*Point labeling examples*:
"""

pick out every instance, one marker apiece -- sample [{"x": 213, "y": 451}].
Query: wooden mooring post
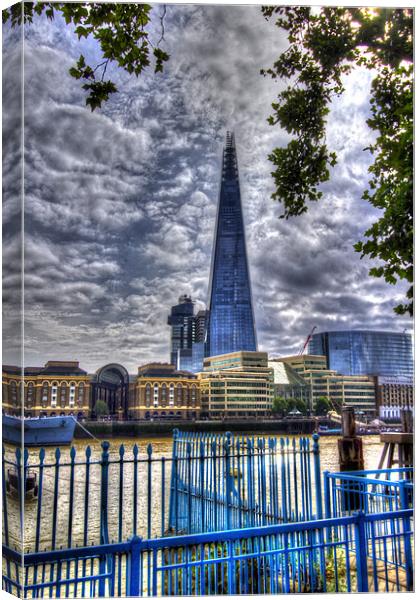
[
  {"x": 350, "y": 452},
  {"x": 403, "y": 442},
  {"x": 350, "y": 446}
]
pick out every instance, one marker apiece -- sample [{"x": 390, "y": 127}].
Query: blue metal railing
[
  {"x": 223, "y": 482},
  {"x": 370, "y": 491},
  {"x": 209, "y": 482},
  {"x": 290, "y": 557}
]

"""
"""

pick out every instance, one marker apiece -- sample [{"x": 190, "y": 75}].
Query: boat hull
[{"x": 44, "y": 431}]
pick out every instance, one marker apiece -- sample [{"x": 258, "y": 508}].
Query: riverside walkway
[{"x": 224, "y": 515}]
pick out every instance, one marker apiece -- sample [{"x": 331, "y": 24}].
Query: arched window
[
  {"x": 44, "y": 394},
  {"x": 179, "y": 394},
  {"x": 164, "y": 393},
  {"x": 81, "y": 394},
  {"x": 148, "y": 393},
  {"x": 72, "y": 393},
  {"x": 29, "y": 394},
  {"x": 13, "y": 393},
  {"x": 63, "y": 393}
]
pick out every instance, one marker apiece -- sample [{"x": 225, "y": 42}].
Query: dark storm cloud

"""

*THE EXERCISE*:
Pick out and copy every line of the records above that contains the string "marker", treating uppercase and lowercase as different.

*EXERCISE RESULT*:
pick out every instance, one marker apiece -- sample [{"x": 213, "y": 451}].
pick out every instance, one marker apiece -- sample [{"x": 390, "y": 127}].
pick out every instance, one marker apiece -- sample [{"x": 190, "y": 75}].
pick out every instance, one marker apiece -- sample [{"x": 258, "y": 508}].
pick out every instance, one marker apiece -- sample [{"x": 331, "y": 24}].
pick out every instance, one marker apiece -- sample [{"x": 225, "y": 42}].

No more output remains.